Document passage:
===

When we are also in Guyana we look to eat healthy and it’s true we all need protein in our diets every day. But we never thought we would be getting it from our taps. Having nightmares now since the story of that poor old lady in Corentyne whose tap recently offered up a dead snake and big worm on different days. Not sure, did she ever get a rebate from GWI for introducing ‘wildlife’ into the deal? Memo to GWI: Leave wildlife issues to the Zoo, okay?

===

Material supplied:
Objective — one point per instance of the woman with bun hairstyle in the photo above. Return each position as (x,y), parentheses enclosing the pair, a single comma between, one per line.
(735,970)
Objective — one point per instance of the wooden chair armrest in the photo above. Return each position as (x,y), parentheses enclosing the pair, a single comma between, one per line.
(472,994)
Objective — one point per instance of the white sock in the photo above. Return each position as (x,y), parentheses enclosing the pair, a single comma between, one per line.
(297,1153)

===

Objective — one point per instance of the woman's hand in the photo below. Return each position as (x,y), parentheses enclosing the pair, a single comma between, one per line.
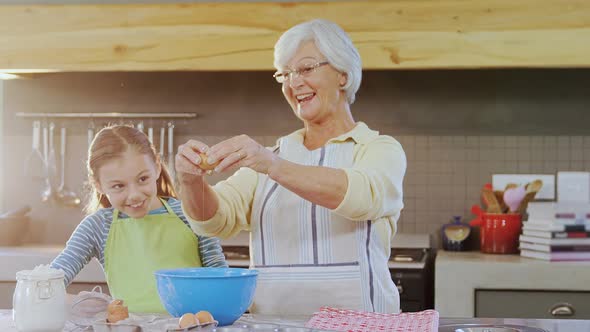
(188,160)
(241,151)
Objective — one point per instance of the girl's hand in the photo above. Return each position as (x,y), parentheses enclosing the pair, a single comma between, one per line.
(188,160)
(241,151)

===

Required tasks:
1. From the tap water passage above, output the words starting at "When we are" and ending after "the Zoo, okay?", unchanged.
2. Answer from the tap water passage above:
(a) Where did the old lady in the story live?
(b) What came out of her tap?
(c) According to the memo to GWI, who should handle wildlife issues?

Responses to the tasks:
1.
When we are also in Guyana we look to eat healthy and it’s true we all need protein in our diets every day. But we never thought we would be getting it from our taps. Having nightmares now since the story of that poor old lady in Corentyne whose tap recently offered up a dead snake and big worm on different days. Not sure, did she ever get a rebate from GWI for introducing ‘wildlife’ into the deal? Memo to GWI: Leave wildlife issues to the Zoo, okay?

2.
(a) Corentyne
(b) A dead snake and a big worm, on different days
(c) The Zoo